# PROBLEM STATEMENT
Where the line containing "Give one point for each instance of the kitchen cabinet" appears in the records below, begin there and repeat each line exactly through the final one, dropping all pictures.

# # # # #

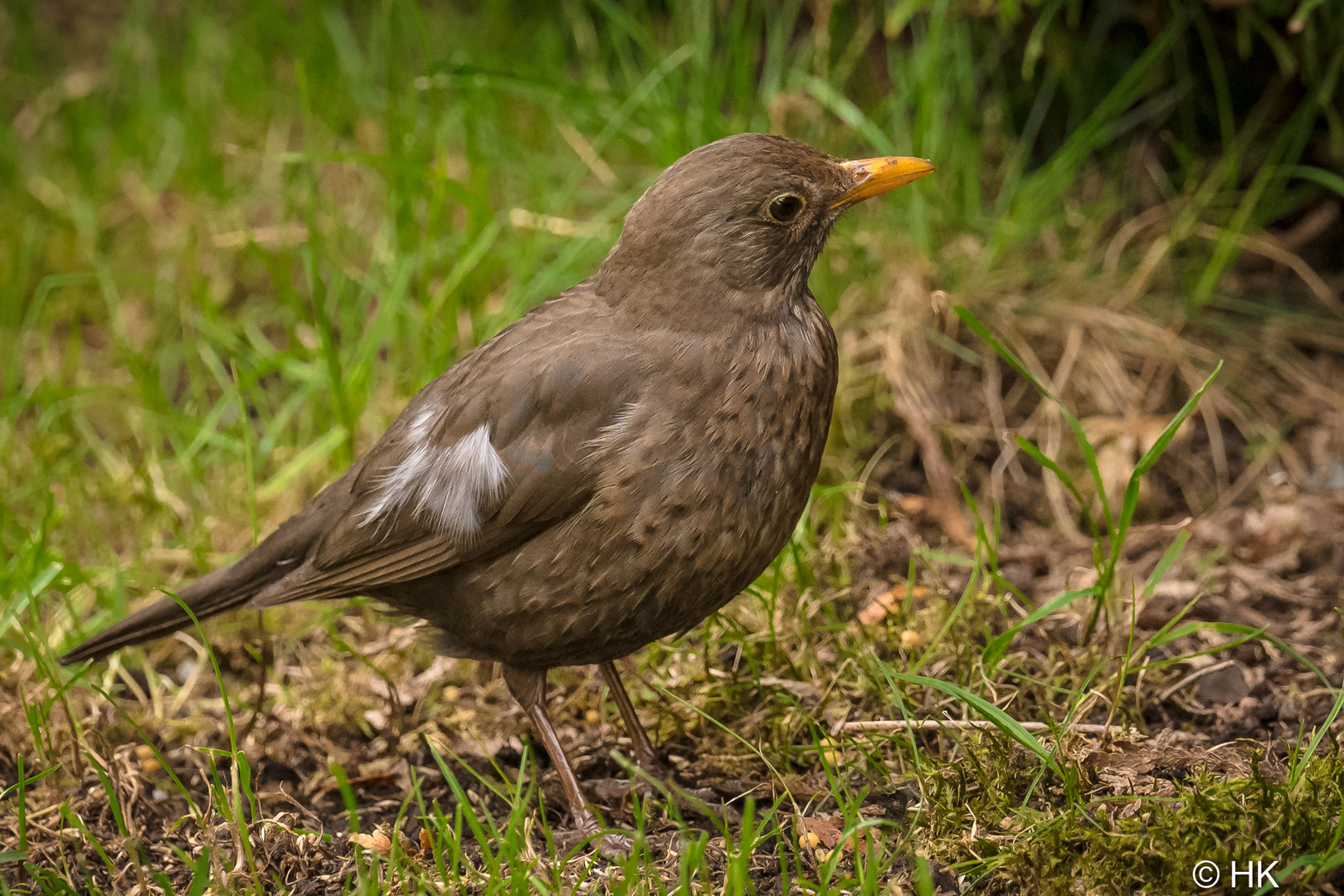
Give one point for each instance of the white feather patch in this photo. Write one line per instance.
(444, 485)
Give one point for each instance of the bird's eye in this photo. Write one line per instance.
(786, 207)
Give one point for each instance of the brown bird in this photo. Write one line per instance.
(608, 470)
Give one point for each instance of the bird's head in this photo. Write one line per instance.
(746, 214)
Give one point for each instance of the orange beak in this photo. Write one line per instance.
(875, 176)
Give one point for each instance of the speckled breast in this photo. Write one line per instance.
(702, 484)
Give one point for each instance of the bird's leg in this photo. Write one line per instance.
(528, 688)
(645, 757)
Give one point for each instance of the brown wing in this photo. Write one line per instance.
(537, 397)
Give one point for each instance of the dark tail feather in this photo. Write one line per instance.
(212, 594)
(158, 620)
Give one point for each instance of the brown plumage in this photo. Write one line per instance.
(611, 468)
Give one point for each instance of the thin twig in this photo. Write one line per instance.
(1194, 676)
(969, 724)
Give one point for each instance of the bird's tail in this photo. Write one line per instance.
(212, 594)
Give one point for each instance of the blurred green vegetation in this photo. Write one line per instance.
(290, 206)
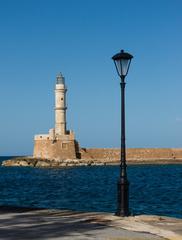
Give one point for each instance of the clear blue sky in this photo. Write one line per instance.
(40, 38)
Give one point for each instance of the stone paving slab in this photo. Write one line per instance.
(23, 224)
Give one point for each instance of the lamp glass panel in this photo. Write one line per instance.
(118, 67)
(124, 66)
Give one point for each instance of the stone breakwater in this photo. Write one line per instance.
(105, 156)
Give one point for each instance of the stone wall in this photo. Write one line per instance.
(57, 150)
(113, 154)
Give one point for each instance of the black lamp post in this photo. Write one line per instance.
(122, 62)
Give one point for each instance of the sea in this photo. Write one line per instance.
(154, 189)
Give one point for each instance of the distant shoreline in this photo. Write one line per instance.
(47, 163)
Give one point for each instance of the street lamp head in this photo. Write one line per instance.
(122, 62)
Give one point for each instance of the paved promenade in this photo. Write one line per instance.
(22, 224)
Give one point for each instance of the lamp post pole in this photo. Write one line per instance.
(122, 62)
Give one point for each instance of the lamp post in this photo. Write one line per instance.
(122, 62)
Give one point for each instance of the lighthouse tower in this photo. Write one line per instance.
(59, 143)
(60, 106)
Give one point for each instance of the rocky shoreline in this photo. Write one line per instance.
(47, 163)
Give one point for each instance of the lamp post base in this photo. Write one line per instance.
(123, 198)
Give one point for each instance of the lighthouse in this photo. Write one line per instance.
(59, 143)
(60, 106)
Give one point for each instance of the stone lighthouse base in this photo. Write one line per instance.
(61, 148)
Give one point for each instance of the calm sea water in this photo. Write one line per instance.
(154, 189)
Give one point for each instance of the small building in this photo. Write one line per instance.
(59, 143)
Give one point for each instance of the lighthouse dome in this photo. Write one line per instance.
(60, 79)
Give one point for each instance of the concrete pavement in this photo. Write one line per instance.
(23, 224)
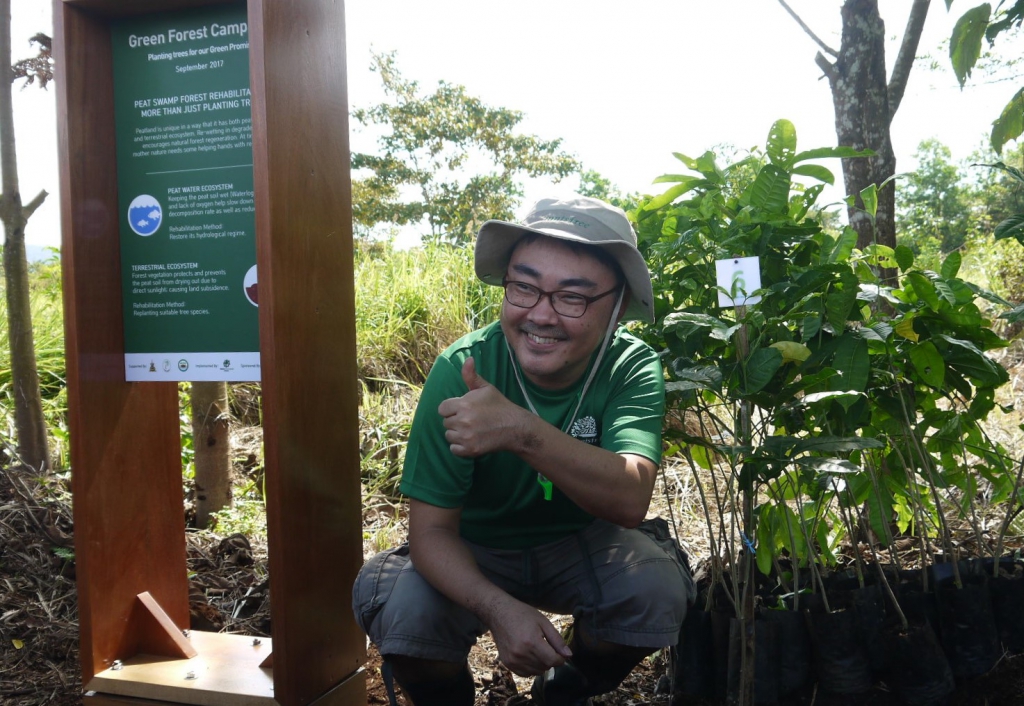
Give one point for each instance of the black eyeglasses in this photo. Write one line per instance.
(571, 304)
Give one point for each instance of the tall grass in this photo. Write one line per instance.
(410, 304)
(47, 325)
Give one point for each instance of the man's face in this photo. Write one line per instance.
(552, 349)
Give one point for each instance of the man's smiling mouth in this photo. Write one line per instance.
(541, 339)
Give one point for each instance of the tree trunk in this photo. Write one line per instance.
(213, 464)
(29, 423)
(860, 97)
(864, 104)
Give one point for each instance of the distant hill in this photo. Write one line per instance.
(36, 253)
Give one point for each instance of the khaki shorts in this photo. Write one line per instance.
(624, 586)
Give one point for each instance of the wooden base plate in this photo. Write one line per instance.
(225, 672)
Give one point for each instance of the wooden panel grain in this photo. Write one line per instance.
(307, 340)
(123, 8)
(125, 446)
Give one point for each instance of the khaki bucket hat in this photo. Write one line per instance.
(580, 219)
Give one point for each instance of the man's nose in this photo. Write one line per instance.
(544, 310)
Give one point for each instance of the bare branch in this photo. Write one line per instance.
(907, 52)
(808, 30)
(31, 207)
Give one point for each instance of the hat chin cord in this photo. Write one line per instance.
(612, 320)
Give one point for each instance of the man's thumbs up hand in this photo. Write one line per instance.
(469, 376)
(482, 420)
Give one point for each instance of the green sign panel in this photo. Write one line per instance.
(185, 193)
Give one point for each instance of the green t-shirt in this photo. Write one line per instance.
(502, 502)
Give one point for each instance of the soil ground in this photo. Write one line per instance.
(229, 591)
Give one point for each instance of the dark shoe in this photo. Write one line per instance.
(562, 686)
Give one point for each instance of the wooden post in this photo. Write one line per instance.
(129, 520)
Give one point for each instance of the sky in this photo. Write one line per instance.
(624, 85)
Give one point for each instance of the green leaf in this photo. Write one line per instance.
(696, 377)
(844, 397)
(836, 466)
(685, 324)
(929, 364)
(836, 445)
(950, 265)
(812, 324)
(844, 246)
(688, 161)
(881, 255)
(965, 44)
(1010, 124)
(869, 197)
(966, 358)
(815, 171)
(1015, 315)
(840, 302)
(904, 257)
(670, 196)
(925, 290)
(681, 178)
(832, 153)
(792, 350)
(880, 512)
(852, 363)
(807, 199)
(905, 328)
(781, 146)
(761, 367)
(770, 190)
(1011, 227)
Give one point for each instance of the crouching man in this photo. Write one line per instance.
(529, 468)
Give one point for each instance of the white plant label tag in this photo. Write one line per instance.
(738, 277)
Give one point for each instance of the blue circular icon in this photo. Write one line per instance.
(144, 214)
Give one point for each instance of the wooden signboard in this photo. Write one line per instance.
(129, 526)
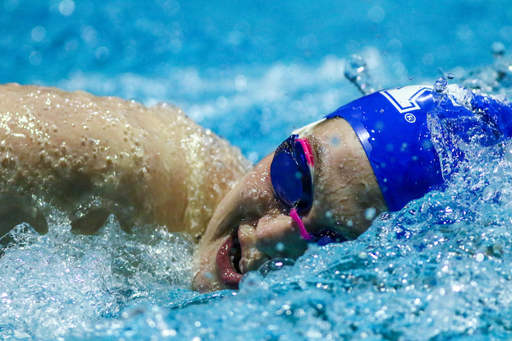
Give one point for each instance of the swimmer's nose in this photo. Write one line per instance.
(279, 236)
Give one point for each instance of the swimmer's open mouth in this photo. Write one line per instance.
(228, 260)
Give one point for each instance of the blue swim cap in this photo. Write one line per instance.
(392, 127)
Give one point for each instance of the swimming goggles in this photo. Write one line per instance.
(291, 174)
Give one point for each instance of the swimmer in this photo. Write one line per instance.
(94, 156)
(330, 179)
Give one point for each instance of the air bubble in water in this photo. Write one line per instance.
(440, 85)
(275, 264)
(356, 71)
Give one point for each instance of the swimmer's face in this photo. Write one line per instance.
(251, 226)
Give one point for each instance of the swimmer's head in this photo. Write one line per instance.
(327, 182)
(252, 224)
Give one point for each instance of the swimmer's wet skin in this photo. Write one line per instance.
(369, 156)
(94, 156)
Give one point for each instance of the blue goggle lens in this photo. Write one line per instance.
(290, 175)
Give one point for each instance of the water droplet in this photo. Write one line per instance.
(370, 213)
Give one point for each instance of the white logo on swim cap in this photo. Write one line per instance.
(410, 118)
(404, 99)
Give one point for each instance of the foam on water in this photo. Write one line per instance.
(57, 282)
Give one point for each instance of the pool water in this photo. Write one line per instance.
(438, 269)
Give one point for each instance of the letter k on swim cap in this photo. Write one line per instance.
(392, 127)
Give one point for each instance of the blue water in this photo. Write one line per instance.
(251, 71)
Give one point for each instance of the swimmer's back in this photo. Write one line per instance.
(93, 156)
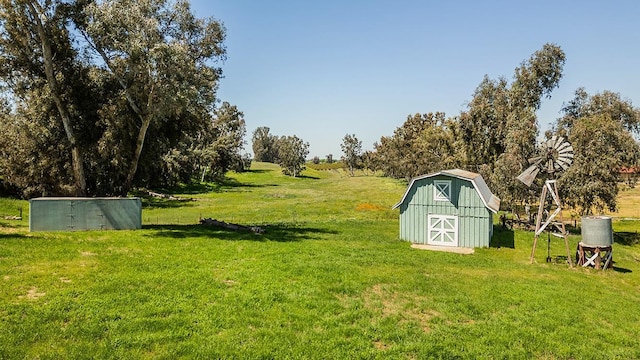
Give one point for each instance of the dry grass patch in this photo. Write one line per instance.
(32, 294)
(406, 307)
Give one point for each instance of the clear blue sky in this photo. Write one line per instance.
(322, 69)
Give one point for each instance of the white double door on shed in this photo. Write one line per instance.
(442, 230)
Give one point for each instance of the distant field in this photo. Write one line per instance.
(628, 203)
(329, 279)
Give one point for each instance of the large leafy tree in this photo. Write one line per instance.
(224, 151)
(352, 149)
(292, 154)
(162, 57)
(41, 68)
(423, 144)
(264, 145)
(500, 126)
(133, 107)
(600, 129)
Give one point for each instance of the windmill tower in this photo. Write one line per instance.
(555, 156)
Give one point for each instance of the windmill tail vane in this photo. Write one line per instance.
(554, 155)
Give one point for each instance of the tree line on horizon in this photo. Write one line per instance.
(497, 134)
(98, 98)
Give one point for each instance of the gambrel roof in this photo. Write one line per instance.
(491, 201)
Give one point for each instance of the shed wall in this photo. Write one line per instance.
(72, 214)
(475, 221)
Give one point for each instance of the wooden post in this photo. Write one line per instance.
(552, 188)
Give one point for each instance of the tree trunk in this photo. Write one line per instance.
(76, 158)
(145, 120)
(136, 156)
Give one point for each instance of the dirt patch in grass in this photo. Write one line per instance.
(403, 306)
(368, 207)
(32, 294)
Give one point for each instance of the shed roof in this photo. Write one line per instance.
(491, 201)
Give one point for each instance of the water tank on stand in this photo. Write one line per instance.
(597, 231)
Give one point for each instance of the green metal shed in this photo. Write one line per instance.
(73, 213)
(448, 208)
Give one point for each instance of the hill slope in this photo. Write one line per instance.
(328, 279)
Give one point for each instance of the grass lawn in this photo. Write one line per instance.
(329, 279)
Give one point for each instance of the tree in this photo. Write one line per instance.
(292, 154)
(499, 129)
(161, 56)
(223, 151)
(423, 144)
(132, 105)
(35, 48)
(352, 149)
(264, 145)
(330, 159)
(600, 129)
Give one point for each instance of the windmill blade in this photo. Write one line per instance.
(563, 145)
(535, 160)
(556, 141)
(549, 143)
(566, 150)
(564, 163)
(527, 176)
(550, 166)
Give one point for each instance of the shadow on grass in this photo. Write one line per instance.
(220, 185)
(157, 203)
(621, 270)
(278, 232)
(626, 238)
(502, 237)
(7, 236)
(308, 177)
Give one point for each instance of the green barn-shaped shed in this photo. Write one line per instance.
(448, 208)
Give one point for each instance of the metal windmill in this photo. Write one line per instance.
(555, 155)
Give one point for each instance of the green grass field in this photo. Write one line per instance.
(329, 279)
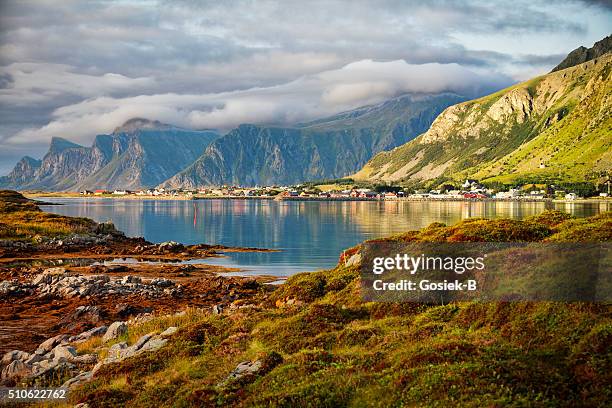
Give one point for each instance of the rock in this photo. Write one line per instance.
(11, 356)
(106, 228)
(49, 344)
(249, 369)
(34, 358)
(42, 278)
(50, 372)
(85, 359)
(169, 331)
(117, 268)
(115, 330)
(125, 310)
(16, 368)
(245, 368)
(141, 341)
(170, 246)
(77, 380)
(162, 282)
(86, 335)
(154, 344)
(131, 279)
(55, 271)
(355, 259)
(66, 352)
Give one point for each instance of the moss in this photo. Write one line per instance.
(335, 350)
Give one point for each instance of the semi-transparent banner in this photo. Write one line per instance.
(444, 272)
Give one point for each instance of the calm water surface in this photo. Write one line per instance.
(310, 235)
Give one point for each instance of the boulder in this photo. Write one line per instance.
(11, 356)
(85, 359)
(86, 335)
(16, 368)
(65, 352)
(115, 330)
(169, 331)
(162, 282)
(49, 344)
(55, 271)
(131, 279)
(77, 380)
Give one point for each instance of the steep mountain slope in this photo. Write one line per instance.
(557, 126)
(326, 148)
(583, 54)
(23, 172)
(138, 154)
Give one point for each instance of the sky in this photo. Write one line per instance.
(76, 68)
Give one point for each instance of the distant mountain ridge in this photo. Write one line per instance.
(137, 155)
(554, 127)
(583, 54)
(331, 147)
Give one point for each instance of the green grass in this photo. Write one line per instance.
(21, 218)
(569, 131)
(332, 349)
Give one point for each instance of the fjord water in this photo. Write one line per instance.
(309, 234)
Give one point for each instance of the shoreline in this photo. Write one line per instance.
(321, 199)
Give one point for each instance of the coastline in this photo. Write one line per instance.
(332, 199)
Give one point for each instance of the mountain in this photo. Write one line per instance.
(583, 54)
(553, 127)
(138, 154)
(23, 172)
(327, 148)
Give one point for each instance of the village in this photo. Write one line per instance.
(468, 190)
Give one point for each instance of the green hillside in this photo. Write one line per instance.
(554, 127)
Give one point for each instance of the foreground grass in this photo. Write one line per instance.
(321, 346)
(21, 218)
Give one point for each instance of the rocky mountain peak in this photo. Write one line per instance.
(141, 123)
(583, 54)
(59, 144)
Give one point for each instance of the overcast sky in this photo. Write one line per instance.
(79, 68)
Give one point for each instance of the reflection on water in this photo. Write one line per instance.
(311, 234)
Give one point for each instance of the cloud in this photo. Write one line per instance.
(71, 66)
(306, 98)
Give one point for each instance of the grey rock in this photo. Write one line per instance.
(66, 352)
(115, 330)
(50, 343)
(86, 335)
(162, 282)
(243, 369)
(131, 279)
(142, 341)
(35, 358)
(77, 380)
(85, 359)
(11, 356)
(16, 368)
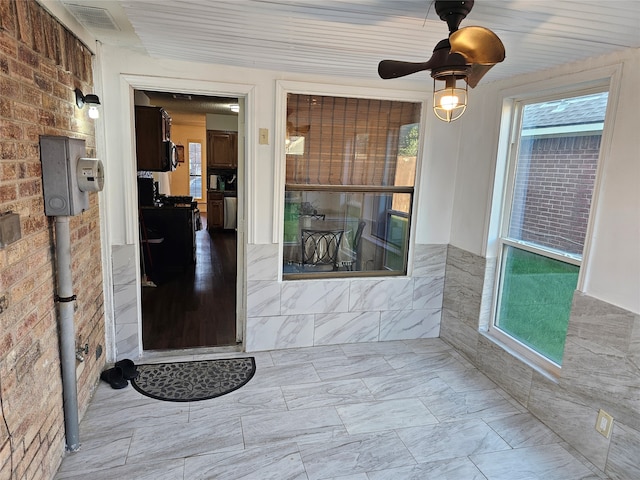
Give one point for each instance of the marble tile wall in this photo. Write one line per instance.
(601, 365)
(125, 295)
(337, 311)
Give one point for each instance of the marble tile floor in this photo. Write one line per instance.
(399, 410)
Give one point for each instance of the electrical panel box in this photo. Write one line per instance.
(67, 177)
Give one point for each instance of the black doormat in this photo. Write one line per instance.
(193, 381)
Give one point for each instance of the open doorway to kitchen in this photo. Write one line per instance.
(187, 218)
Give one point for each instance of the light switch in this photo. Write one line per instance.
(263, 136)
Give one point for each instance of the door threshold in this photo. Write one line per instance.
(184, 352)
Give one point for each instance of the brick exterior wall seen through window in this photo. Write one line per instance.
(554, 185)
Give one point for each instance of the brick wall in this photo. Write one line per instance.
(41, 64)
(555, 182)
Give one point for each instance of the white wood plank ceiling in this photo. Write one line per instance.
(349, 38)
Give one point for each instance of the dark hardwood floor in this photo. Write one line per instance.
(197, 307)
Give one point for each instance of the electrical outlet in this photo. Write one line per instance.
(263, 136)
(604, 423)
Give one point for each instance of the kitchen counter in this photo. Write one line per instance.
(225, 193)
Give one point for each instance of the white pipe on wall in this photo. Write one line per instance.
(66, 300)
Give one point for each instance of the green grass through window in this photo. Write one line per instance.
(536, 298)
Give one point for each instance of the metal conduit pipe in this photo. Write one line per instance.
(66, 300)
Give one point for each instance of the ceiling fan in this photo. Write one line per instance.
(467, 54)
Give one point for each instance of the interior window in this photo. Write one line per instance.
(350, 174)
(545, 220)
(195, 170)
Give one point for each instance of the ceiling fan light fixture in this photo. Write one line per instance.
(450, 100)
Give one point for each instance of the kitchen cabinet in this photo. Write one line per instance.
(153, 139)
(215, 210)
(222, 149)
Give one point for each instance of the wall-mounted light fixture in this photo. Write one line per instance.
(90, 99)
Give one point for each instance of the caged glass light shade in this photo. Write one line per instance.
(450, 100)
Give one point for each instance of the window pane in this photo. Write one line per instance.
(360, 154)
(558, 151)
(195, 170)
(351, 141)
(556, 171)
(359, 217)
(535, 300)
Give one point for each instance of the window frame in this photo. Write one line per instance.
(509, 148)
(285, 87)
(201, 144)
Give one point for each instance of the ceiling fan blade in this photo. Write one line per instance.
(478, 45)
(394, 68)
(476, 72)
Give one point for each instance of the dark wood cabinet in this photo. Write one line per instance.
(215, 210)
(153, 139)
(222, 149)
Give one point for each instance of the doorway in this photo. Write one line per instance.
(192, 304)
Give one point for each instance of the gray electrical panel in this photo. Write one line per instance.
(60, 156)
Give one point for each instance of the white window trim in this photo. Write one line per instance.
(604, 79)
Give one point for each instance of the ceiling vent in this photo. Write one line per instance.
(92, 17)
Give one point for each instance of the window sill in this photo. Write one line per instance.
(530, 358)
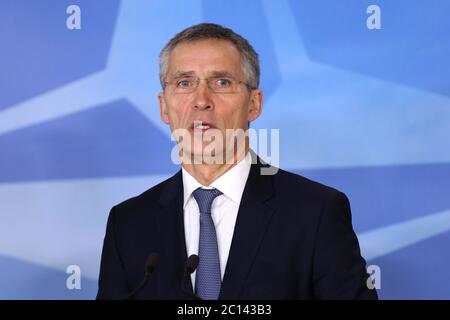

# # # # #

# TASK RESPONSE
Give one point for each instance of the kitchen cabinet in this photo. Write one line per instance.
(153, 139)
(215, 210)
(222, 149)
Give one point for each instance of the wall-mounted light fixture in this photo. Write one line per instance.
(90, 99)
Give one point for each instance of the caged glass light shade in this photo. Write one line per instance.
(450, 100)
Give one point for each instance of the window pane in this photo. Write one line per instance.
(360, 154)
(558, 151)
(195, 170)
(351, 141)
(556, 171)
(359, 217)
(535, 300)
Give one point for each instance of the window frame in this photo. Write one line per instance.
(509, 148)
(285, 87)
(201, 144)
Give one point for each instance of the ceiling fan blade in this photo. Write one line per instance.
(478, 45)
(394, 68)
(476, 72)
Give one point for each instance of the dark wood cabinet in this photo. Write one line per instance.
(215, 210)
(153, 139)
(222, 149)
Give one point for each instance of the doorway in this photo. Write one line per instance.
(192, 304)
Give one point for each instance of the gray electrical panel in this photo. Write one line per instance.
(60, 156)
Give one point for each instance of the white window trim in this photo. Write one line per instance.
(604, 79)
Give one point for each instance of the ceiling vent in this photo. Write one line per instance.
(92, 17)
Give one point for each instance of the window sill in this photo. Write one line per instance.
(530, 358)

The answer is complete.